**Selected passage:**
— Begin —

Next Permutation

ID: 31

Implement next permutation, which rearranges numbers into the lexicographically next greater permutation of numbers.

If such an arrangement is not possible, it must rearrange it as the lowest possible order (i.e., sorted in ascending order).

Input: nums = [1,2,3,6,5,4]
Output: [1,2,4,3,5,6]

Idea

Swap + reverse + condition check

Check if given nums[] in desending order, if yes, just reverse

Locate ith element that breaks the desending order, check from the end for the first element greater than ith element

Swap these two element and reverse the i+1th element to end(1,2,3,6,5,4-->1,2,4,6,5,3[6 is not the least element greater than 4, but 3 is]-->1,2,4,3,5,6)

— End —

**Supplied data:**
— Begin —

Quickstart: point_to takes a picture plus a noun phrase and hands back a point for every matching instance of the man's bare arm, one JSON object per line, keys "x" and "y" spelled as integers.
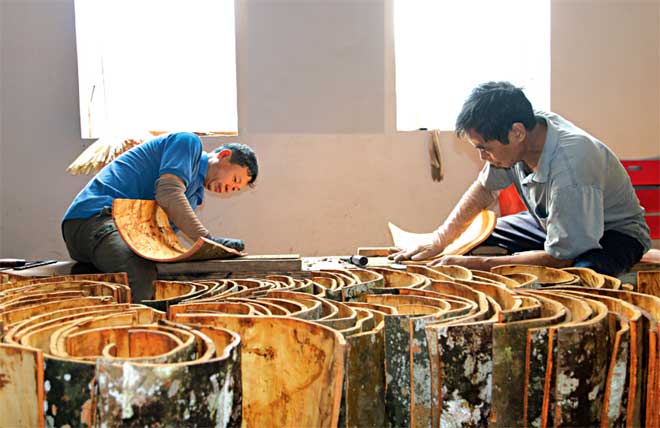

— End —

**What you need to do:**
1. Write out the next permutation write-up between "Implement next permutation, which" and "in ascending order).", inclusive.
2. According to the next permutation write-up, how must the numbers be rearranged when no lexicographically greater arrangement is possible?

**Solutions:**
1.
Implement next permutation, which rearranges numbers into the lexicographically next greater permutation of numbers.

If such an arrangement is not possible, it must rearrange it as the lowest possible order (i.e., sorted in ascending order).

2. They must be rearranged into the lowest possible order, sorted in ascending order.